• [EXERCISE DESCRIPTION]: Copy the material word for word, from its first line through the line containing "63 40 L 69 40", inclusive.

Boundary labeling items
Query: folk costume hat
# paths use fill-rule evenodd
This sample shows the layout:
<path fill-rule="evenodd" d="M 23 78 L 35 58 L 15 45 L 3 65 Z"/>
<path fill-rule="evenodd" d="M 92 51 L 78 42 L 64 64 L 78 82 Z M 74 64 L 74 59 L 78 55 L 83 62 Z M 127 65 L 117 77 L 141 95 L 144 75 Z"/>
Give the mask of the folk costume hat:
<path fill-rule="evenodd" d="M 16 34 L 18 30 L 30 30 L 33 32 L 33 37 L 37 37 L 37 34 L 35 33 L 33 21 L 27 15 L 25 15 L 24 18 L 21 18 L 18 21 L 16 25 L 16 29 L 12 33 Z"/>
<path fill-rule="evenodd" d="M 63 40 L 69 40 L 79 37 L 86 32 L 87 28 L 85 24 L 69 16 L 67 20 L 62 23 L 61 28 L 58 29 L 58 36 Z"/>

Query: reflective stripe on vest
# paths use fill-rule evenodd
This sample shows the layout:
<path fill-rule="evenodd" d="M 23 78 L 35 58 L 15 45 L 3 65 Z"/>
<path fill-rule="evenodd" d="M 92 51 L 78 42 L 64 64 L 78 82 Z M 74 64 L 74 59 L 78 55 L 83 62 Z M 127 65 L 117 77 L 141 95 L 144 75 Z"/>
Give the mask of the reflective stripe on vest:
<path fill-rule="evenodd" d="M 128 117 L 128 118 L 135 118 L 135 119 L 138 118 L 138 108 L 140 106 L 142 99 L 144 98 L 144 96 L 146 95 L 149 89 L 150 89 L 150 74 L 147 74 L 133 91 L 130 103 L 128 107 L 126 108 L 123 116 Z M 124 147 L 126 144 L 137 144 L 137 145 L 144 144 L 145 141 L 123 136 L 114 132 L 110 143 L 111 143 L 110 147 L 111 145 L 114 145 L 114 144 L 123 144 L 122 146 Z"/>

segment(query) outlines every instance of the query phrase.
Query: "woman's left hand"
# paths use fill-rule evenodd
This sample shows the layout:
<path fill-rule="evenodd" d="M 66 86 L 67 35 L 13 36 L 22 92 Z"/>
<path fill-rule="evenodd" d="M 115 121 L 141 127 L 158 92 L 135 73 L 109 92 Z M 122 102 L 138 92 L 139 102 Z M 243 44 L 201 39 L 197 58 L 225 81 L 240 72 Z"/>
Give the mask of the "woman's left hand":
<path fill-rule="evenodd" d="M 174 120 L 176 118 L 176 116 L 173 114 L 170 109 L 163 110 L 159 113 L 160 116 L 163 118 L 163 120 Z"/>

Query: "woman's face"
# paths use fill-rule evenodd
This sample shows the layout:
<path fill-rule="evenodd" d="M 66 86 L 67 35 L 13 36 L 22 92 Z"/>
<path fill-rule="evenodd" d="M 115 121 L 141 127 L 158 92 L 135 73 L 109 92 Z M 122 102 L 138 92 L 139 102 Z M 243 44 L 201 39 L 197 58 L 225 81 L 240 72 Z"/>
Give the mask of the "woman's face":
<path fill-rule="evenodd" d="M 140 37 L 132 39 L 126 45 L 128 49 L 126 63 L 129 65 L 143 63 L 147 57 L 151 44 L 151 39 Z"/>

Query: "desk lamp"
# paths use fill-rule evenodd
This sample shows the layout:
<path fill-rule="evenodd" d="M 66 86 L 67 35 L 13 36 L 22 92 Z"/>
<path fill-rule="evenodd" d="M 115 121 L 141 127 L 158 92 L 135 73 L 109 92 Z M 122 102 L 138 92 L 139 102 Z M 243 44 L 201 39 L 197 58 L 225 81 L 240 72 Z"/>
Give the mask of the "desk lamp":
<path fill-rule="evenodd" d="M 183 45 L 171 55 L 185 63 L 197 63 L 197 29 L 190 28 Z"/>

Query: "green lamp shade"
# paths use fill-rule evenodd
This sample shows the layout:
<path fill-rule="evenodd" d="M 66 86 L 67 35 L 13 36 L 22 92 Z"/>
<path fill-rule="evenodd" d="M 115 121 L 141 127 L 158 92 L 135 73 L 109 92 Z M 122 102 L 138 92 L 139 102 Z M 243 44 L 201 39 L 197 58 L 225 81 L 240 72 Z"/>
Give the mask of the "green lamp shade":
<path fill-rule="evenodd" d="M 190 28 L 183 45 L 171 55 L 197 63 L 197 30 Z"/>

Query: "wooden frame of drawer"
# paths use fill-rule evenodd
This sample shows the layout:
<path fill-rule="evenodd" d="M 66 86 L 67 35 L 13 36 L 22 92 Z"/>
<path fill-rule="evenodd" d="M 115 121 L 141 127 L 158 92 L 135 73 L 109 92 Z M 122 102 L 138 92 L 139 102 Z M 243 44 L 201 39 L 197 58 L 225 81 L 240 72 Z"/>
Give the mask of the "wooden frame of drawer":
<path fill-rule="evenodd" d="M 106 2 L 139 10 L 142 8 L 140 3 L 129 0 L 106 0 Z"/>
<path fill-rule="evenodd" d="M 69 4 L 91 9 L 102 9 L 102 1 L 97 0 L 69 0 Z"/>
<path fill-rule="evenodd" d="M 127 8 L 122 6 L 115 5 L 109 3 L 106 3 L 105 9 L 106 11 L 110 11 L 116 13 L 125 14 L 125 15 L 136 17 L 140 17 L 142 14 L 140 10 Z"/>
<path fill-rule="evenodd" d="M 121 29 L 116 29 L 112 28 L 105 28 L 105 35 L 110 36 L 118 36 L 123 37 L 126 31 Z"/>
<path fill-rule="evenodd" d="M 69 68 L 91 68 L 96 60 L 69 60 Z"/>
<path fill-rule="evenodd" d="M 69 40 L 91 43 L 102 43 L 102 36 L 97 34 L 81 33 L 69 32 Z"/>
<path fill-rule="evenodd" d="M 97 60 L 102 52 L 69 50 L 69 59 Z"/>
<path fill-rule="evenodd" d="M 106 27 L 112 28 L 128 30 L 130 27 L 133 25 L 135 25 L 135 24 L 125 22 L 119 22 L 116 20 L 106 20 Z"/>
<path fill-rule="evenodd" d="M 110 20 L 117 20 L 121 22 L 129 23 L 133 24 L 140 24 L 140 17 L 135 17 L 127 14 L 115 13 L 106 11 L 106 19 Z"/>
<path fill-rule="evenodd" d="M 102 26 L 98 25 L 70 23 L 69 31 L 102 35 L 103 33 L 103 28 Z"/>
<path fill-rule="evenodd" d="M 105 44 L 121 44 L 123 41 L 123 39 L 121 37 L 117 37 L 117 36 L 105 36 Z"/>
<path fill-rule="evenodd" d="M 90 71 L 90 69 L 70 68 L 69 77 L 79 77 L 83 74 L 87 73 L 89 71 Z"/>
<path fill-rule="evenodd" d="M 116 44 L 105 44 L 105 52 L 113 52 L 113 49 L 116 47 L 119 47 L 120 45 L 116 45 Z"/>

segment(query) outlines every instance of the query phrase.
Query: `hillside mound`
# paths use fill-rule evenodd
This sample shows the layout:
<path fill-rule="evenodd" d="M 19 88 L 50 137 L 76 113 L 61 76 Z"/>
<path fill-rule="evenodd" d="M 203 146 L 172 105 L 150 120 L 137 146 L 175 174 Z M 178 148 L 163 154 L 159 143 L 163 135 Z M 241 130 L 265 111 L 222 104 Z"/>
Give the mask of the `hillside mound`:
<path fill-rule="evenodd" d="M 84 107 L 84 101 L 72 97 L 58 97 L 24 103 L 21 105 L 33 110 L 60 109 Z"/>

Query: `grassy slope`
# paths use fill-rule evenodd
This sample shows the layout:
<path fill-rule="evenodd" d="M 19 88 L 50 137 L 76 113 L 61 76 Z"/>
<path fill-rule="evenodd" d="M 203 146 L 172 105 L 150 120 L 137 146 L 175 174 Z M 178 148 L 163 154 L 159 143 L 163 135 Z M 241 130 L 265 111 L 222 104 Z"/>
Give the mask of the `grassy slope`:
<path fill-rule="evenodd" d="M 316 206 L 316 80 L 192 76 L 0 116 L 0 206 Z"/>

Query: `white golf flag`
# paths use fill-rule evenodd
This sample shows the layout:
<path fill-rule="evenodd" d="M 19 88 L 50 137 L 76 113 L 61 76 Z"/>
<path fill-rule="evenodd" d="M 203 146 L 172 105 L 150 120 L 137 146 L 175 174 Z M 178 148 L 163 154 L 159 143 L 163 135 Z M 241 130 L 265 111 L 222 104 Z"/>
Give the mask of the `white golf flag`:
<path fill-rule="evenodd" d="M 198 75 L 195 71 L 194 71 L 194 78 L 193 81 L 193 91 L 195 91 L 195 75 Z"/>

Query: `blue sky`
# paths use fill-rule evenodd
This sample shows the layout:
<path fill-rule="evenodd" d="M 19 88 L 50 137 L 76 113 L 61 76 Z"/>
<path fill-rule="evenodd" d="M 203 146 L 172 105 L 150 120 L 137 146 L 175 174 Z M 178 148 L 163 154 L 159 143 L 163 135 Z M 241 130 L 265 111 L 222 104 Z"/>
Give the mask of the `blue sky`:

• [RIGHT ANSWER]:
Query: folk costume hat
# paths use fill-rule evenodd
This sample shows the layout:
<path fill-rule="evenodd" d="M 23 78 L 35 58 L 15 45 L 3 65 Z"/>
<path fill-rule="evenodd" d="M 92 51 L 78 42 L 64 64 L 78 82 Z M 74 64 L 74 59 L 78 55 L 83 62 Z M 127 65 L 117 77 L 141 95 L 144 75 Z"/>
Give the mask of the folk costume hat:
<path fill-rule="evenodd" d="M 16 34 L 18 30 L 30 30 L 33 32 L 33 37 L 37 37 L 37 34 L 35 33 L 33 21 L 27 15 L 25 15 L 24 18 L 21 18 L 18 21 L 16 25 L 16 29 L 12 33 Z"/>
<path fill-rule="evenodd" d="M 63 40 L 69 40 L 79 37 L 86 32 L 87 28 L 85 24 L 69 16 L 67 20 L 62 23 L 61 28 L 58 29 L 58 36 Z"/>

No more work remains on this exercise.